Position identification records:
--------------------

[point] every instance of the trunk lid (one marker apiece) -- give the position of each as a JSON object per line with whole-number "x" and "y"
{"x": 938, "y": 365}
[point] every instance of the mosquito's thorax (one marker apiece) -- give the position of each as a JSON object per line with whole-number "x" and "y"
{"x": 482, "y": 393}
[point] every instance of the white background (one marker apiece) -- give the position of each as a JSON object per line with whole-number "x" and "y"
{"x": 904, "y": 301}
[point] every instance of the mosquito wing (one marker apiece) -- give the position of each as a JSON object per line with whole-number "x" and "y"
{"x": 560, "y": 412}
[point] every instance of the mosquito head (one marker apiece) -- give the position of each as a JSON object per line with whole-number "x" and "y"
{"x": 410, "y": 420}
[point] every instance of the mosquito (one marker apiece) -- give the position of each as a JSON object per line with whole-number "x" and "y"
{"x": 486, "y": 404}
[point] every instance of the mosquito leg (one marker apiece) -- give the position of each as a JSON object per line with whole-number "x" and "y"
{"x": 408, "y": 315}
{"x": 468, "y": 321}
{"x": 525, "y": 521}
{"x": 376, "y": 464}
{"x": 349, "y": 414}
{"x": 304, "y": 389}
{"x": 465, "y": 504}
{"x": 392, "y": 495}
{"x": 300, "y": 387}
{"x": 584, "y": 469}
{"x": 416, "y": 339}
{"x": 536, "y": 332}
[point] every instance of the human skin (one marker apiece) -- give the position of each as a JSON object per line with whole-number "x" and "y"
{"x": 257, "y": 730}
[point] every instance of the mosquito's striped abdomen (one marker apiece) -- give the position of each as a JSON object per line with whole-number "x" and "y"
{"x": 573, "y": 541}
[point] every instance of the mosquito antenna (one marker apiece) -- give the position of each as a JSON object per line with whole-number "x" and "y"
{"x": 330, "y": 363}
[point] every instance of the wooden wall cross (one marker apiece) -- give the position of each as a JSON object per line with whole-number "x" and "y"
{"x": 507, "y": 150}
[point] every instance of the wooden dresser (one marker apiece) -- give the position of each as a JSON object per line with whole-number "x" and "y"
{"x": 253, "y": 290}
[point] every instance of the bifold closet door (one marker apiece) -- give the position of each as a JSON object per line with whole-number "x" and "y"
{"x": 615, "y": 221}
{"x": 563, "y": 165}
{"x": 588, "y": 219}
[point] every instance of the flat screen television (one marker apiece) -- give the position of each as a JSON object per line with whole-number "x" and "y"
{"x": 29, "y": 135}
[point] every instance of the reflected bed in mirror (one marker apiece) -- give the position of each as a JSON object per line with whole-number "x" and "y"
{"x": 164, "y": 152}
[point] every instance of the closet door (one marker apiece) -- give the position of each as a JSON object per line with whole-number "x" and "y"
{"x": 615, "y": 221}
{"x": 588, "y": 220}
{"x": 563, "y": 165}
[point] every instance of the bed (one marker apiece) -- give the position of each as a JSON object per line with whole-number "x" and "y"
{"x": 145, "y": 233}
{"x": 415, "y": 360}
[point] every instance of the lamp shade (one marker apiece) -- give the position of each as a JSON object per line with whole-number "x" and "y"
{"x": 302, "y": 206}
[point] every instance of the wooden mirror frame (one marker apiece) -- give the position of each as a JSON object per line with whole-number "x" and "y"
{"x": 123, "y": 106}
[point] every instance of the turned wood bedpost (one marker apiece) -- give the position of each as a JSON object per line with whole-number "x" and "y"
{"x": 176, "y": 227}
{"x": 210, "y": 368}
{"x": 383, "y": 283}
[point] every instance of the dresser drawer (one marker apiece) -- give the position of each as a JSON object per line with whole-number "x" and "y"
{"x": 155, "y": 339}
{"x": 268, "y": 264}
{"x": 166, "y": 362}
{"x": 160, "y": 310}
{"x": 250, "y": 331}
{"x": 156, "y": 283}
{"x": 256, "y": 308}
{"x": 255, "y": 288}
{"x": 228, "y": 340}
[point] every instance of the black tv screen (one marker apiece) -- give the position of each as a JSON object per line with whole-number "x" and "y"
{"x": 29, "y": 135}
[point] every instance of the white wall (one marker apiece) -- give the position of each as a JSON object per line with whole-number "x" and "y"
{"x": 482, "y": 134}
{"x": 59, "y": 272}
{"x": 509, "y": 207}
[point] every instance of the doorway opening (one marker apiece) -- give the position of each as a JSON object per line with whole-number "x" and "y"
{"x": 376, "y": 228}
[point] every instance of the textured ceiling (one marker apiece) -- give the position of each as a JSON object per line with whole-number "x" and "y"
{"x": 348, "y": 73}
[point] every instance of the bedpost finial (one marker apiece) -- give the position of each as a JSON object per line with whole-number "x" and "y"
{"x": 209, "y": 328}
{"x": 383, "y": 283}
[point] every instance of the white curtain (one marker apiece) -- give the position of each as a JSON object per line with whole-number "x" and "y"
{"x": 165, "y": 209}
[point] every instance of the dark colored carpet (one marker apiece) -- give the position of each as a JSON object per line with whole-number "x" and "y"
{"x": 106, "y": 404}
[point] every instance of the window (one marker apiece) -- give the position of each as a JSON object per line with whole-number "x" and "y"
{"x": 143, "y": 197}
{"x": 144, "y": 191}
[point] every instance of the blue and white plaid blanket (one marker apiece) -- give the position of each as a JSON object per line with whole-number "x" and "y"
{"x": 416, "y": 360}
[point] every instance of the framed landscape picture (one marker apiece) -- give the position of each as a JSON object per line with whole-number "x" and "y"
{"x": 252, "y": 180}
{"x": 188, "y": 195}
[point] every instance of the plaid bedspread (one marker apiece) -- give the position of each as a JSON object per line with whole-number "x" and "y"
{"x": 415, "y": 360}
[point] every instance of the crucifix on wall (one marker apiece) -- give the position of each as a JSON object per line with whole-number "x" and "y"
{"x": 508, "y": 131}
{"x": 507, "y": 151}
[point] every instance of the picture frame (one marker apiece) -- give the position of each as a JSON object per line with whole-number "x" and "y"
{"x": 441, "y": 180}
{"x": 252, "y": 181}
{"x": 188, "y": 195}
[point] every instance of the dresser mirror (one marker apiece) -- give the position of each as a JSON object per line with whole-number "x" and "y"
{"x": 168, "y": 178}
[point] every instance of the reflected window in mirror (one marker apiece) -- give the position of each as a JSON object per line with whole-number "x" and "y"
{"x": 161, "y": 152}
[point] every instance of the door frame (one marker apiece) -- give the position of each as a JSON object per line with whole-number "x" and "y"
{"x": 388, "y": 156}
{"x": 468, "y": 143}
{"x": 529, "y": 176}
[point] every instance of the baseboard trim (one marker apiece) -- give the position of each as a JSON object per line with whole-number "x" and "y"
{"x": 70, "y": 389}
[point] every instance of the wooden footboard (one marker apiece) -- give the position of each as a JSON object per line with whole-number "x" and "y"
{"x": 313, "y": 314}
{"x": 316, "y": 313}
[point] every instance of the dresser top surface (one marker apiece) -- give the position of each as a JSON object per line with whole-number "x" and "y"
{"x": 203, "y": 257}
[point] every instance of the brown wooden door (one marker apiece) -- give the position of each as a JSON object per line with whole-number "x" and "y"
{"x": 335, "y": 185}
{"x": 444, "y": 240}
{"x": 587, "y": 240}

--------------------

» **What you need to do**:
Repeat every entry exactly as written above.

» **Result for this task**:
[point] every instance of the trunk lid (one marker apiece) -- give the position of each as a JSON object per line with whole-number "x" and "y"
{"x": 938, "y": 365}
[point] every instance of the mosquito's thorax (one marker apiece) -- give the position of each as a JSON object per line with whole-number "x" and "y"
{"x": 482, "y": 393}
[point] every instance of the white background (one marker apiece) -- give the position of each as a JSON object per line with whole-number "x" and "y"
{"x": 904, "y": 301}
[point] every instance of the mosquito wing (one marker apiece) -- give the position of each as a JSON object per line with whole-number "x" and "y"
{"x": 560, "y": 412}
[point] every instance of the mosquito head (one marker apiece) -- give the position of each as a JSON object per line with whole-number "x" and "y"
{"x": 410, "y": 420}
[point] every instance of the mosquito (one marker apiece) -- give the position of each as a JSON object per line with whole-number "x" and "y"
{"x": 486, "y": 404}
[point] every instance of the mosquito leg (one marker apiece) -- give the position of each as a JSON object per line with whole-number "x" and "y"
{"x": 408, "y": 315}
{"x": 468, "y": 321}
{"x": 525, "y": 521}
{"x": 376, "y": 464}
{"x": 349, "y": 414}
{"x": 304, "y": 389}
{"x": 465, "y": 504}
{"x": 392, "y": 495}
{"x": 300, "y": 387}
{"x": 584, "y": 469}
{"x": 416, "y": 339}
{"x": 536, "y": 332}
[point] every instance of the human skin (one marker apiece) -- give the position of each as a JSON object per line with whole-number "x" and "y"
{"x": 257, "y": 730}
[point] every instance of the mosquito's striped abdomen (one marker apiece) -- give the position of each as a JSON object per line with whole-number "x" and "y"
{"x": 573, "y": 541}
[point] every instance of the mosquito antenna (one marker apiece) -- give the position of each as a JSON object per line with whole-number "x" and "y"
{"x": 330, "y": 363}
[point] every instance of the wooden wall cross (one marker apiece) -- give the position of each as a JSON object per line with whole-number "x" and "y"
{"x": 507, "y": 150}
[point] every instance of the wooden dresser (one marker apiece) -- give the position of each as a JSON object per line with whole-number "x" and "y"
{"x": 253, "y": 290}
[point] every instance of the bifold closet door (one marker apiece) -- give the position of each as a JSON object per line with whole-number "x" and "y"
{"x": 615, "y": 221}
{"x": 563, "y": 165}
{"x": 588, "y": 219}
[point] every instance of the flat screen television (one marker apiece) -- give the position of each as a JSON object per line with whole-number "x" and "y"
{"x": 29, "y": 135}
[point] every instance of the reflected bed in mirror (one marker apiece) -- give the position of each as a JSON object per line with whole-number "x" and "y"
{"x": 164, "y": 152}
[point] every instance of the closet door (one marker apiece) -- give the position of each as a JSON object per line with whole-number "x" and "y"
{"x": 615, "y": 221}
{"x": 588, "y": 220}
{"x": 563, "y": 165}
[point] every instance of the bed (one marker apiece) -- give the position of each as a JSON object per line with whole-number "x" and "y"
{"x": 145, "y": 233}
{"x": 415, "y": 360}
[point] every instance of the lamp shade (one marker apiece) -- give the position of each as a JSON object per line with whole-number "x" and "y"
{"x": 302, "y": 206}
[point] every instance of the wooden mirror frame (one marker apiece) -- give the position of each as a JSON object per line with whole-number "x" and "y"
{"x": 123, "y": 106}
[point] every instance of the turned wood bedpost (one marker apiece) -- give the position of each as a JSON object per line with whole-number "x" and "y"
{"x": 176, "y": 227}
{"x": 210, "y": 368}
{"x": 383, "y": 283}
[point] every instance of the dresser drawer (one marker apiece) -- give the position of each as a JSON object per line with whole-number "x" and "y"
{"x": 155, "y": 339}
{"x": 268, "y": 264}
{"x": 166, "y": 362}
{"x": 160, "y": 310}
{"x": 250, "y": 331}
{"x": 156, "y": 283}
{"x": 256, "y": 308}
{"x": 255, "y": 288}
{"x": 228, "y": 340}
[point] every instance of the black tv screen (one marker apiece) -- give the position of each as a JSON object per line with whole-number "x" and "y"
{"x": 29, "y": 135}
[point] every instance of the white wall (one marker apiece) -- give the position of each as a JSON object per line with whole-number "x" and "y"
{"x": 482, "y": 134}
{"x": 59, "y": 272}
{"x": 509, "y": 207}
[point] every instance of the doorway opening (one marker apiece) -- give the position of each as a JSON object per line with whole-number "x" and "y"
{"x": 376, "y": 228}
[point] every instance of the textured ceiling (one marker apiece) -- give the position of each as a JSON object per line with whole-number "x" and "y"
{"x": 348, "y": 73}
[point] every instance of the bedpost finial (one marker apiece) -- give the position of each as a JSON object per line with whole-number "x" and "y"
{"x": 209, "y": 328}
{"x": 383, "y": 283}
[point] every instance of the white curtain (one marker apiece) -- give the position of each as a JSON object per line with whole-number "x" and "y"
{"x": 165, "y": 209}
[point] every instance of the dark colored carpet (one marker apiece) -- give the position of each as a JSON object per line with whole-number "x" and "y"
{"x": 106, "y": 404}
[point] every instance of the window (one marker apiece) -- give the position of each as a JSON object per line with whole-number "x" and "y"
{"x": 143, "y": 197}
{"x": 144, "y": 191}
[point] every instance of the blue and white plaid blanket (one marker apiece) -- give the position of each as a JSON object per line with whole-number "x" and "y"
{"x": 416, "y": 360}
[point] every instance of the framed landscape picture (one marker apiece) -- give the position of each as a JSON object per line with whole-number "x" and "y"
{"x": 252, "y": 180}
{"x": 188, "y": 195}
[point] every instance of the plaid bedspread (one marker apiece) -- give the position of each as a JSON object per line with whole-number "x" and "y"
{"x": 415, "y": 360}
[point] every instance of the crucifix on wall (one marker apiece) -- give the position of each as a JSON object per line with whole-number "x" and "y"
{"x": 508, "y": 131}
{"x": 507, "y": 151}
[point] every instance of the picture frame (one marker apiece) -- give the position of each as a JSON object per line with whole-number "x" and "y"
{"x": 441, "y": 180}
{"x": 252, "y": 181}
{"x": 188, "y": 195}
[point] every instance of the dresser mirror (one marker apiece) -- give the position of each as a JSON object per line with whole-number "x" and "y"
{"x": 168, "y": 178}
[point] every instance of the reflected window in mirror (one marker apiece) -- give the position of each as a JSON object per line with whole-number "x" and "y"
{"x": 161, "y": 152}
[point] every instance of the door frame (one marker apiece) -- give the position of each as a JSON object per line with whole-number "x" and "y"
{"x": 388, "y": 156}
{"x": 468, "y": 143}
{"x": 529, "y": 176}
[point] every instance of the baseboard trim (one marker apiece) -- give the position of each as a JSON object per line with whole-number "x" and "y"
{"x": 70, "y": 389}
[point] every instance of the wooden footboard (one marker apiece) -- give the position of each as a JSON object per line with whole-number "x" and "y"
{"x": 313, "y": 314}
{"x": 316, "y": 313}
[point] every instance of the dresser top surface (one marker apiece) -- give the position of each as a JSON object per line with whole-number "x" and "y"
{"x": 203, "y": 257}
[point] every instance of the brown wooden door (one marker apiece) -- give the position of each as a JSON object per line with whole-number "x" and "y"
{"x": 335, "y": 185}
{"x": 444, "y": 240}
{"x": 587, "y": 240}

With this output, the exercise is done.